◆ TASK TO CARRY OUT ◆
In the data below, the answer is the run of lines from the line containing "Need: tag each instance of the palm-like" through the line containing "Need: tag each instance of the dense", both included; print it exactly and nothing else.

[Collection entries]
________________________________________
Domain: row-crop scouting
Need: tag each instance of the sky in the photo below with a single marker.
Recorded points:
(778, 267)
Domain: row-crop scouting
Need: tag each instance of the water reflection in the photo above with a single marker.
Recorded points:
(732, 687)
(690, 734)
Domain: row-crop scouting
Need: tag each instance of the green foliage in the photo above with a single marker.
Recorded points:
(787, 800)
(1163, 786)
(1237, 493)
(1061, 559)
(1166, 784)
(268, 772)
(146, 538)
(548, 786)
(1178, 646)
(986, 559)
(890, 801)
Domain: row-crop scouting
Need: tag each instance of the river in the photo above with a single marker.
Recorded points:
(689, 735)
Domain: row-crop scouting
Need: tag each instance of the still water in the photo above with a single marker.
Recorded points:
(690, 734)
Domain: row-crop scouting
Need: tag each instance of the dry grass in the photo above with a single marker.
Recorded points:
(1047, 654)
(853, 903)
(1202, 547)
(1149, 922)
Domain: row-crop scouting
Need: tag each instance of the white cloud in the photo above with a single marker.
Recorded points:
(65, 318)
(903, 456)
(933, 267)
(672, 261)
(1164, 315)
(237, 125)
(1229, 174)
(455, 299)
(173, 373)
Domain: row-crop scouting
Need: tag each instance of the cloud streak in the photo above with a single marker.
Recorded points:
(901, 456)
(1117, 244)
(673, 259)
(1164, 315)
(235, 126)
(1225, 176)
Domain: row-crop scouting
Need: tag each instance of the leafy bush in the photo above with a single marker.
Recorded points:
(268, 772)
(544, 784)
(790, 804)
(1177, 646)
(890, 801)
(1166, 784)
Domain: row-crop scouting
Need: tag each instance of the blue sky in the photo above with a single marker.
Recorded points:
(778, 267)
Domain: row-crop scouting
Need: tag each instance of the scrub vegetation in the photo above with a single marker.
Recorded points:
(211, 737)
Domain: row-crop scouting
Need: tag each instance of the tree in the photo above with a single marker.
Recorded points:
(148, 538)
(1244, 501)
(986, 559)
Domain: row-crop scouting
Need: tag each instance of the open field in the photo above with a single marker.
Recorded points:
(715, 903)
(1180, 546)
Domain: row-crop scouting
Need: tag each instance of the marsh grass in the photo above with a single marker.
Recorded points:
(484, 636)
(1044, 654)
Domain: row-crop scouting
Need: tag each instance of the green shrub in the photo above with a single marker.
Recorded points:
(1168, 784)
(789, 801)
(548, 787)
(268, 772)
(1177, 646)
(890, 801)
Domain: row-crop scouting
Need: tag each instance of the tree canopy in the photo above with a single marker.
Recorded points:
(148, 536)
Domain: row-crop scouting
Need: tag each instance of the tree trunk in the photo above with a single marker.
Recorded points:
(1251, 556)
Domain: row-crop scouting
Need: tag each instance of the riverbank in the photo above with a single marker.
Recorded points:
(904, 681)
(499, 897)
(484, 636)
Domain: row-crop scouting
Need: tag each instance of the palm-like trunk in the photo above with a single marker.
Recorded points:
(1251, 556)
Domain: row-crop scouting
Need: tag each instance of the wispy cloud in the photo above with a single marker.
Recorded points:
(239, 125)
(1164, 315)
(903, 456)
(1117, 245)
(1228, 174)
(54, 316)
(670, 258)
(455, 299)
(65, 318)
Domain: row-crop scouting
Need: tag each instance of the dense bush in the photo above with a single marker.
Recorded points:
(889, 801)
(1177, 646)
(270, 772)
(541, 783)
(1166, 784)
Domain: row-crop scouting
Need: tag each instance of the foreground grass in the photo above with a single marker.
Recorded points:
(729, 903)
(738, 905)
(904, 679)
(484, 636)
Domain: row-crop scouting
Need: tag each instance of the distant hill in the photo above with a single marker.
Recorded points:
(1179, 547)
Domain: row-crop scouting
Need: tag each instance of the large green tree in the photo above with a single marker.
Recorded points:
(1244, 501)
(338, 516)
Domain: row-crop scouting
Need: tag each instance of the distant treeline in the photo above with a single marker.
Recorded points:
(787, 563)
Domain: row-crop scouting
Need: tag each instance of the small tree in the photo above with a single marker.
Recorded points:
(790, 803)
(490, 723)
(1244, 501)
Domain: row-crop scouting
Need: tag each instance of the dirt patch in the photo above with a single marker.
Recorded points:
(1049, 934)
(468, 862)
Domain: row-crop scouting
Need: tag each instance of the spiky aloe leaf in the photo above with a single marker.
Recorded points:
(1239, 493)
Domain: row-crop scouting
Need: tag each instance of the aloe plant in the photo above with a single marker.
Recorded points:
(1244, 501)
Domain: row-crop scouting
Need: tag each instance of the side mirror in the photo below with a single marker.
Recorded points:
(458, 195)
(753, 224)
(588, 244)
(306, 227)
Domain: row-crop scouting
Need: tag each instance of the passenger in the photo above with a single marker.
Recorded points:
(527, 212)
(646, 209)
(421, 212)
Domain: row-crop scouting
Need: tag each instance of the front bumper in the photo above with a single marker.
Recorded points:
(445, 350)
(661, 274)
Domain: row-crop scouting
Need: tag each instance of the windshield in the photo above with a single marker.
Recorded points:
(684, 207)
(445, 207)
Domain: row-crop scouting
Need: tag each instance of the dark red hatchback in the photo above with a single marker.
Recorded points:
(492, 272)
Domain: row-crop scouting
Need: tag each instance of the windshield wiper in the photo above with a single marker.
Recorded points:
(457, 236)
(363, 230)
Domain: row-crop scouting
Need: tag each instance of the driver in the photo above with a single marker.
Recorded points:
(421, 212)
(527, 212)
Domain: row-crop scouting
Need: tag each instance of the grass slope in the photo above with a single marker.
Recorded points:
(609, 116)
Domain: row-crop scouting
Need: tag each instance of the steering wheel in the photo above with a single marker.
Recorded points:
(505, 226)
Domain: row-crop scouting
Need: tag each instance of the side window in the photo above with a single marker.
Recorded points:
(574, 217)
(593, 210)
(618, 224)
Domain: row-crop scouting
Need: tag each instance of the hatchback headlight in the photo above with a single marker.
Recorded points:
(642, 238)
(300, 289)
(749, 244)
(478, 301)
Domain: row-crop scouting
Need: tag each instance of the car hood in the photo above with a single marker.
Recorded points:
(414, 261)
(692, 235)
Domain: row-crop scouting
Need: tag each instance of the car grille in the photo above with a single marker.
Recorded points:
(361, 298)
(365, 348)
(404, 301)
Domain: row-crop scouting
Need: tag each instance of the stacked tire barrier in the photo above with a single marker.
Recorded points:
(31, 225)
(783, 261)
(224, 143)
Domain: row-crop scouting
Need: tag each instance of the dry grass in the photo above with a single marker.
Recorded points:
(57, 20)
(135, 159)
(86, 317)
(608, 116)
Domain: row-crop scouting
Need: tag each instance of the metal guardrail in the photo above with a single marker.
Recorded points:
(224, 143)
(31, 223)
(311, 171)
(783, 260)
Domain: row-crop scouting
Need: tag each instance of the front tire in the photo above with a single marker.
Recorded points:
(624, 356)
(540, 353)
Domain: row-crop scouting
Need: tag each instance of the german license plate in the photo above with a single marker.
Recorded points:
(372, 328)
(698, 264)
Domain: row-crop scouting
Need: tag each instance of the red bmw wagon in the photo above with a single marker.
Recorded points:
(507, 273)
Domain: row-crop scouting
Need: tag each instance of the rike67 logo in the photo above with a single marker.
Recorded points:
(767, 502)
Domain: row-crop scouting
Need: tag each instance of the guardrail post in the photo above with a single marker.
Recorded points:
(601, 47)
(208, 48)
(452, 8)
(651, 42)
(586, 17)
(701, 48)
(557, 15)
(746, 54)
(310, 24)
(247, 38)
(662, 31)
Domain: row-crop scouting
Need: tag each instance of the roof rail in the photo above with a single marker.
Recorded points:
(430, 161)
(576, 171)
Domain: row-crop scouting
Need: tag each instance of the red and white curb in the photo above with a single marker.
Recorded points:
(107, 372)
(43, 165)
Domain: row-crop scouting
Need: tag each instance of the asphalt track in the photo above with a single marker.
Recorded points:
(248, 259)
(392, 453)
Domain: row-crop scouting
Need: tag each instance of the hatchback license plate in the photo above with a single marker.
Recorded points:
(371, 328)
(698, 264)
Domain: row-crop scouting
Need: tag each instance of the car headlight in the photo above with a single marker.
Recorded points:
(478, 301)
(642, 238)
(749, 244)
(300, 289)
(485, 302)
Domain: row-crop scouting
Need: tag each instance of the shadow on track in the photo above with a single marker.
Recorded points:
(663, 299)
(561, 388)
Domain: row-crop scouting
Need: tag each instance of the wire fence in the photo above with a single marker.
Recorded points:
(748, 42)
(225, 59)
________________________________________
◆ THE COMPLETED TASK ◆
Need: tag each instance of the palm-like trunk in the photo above with a single marker.
Recorded points:
(1251, 556)
Domain: row-crop scouting
Need: tag each instance of the wispy cloud in the photo above with a single marker.
Recorded points:
(239, 125)
(1164, 315)
(903, 456)
(1117, 245)
(1228, 174)
(54, 316)
(670, 258)
(455, 299)
(65, 318)
Domain: row-crop scouting
Need: tag each instance of the dense bush in the photo above with a single marker.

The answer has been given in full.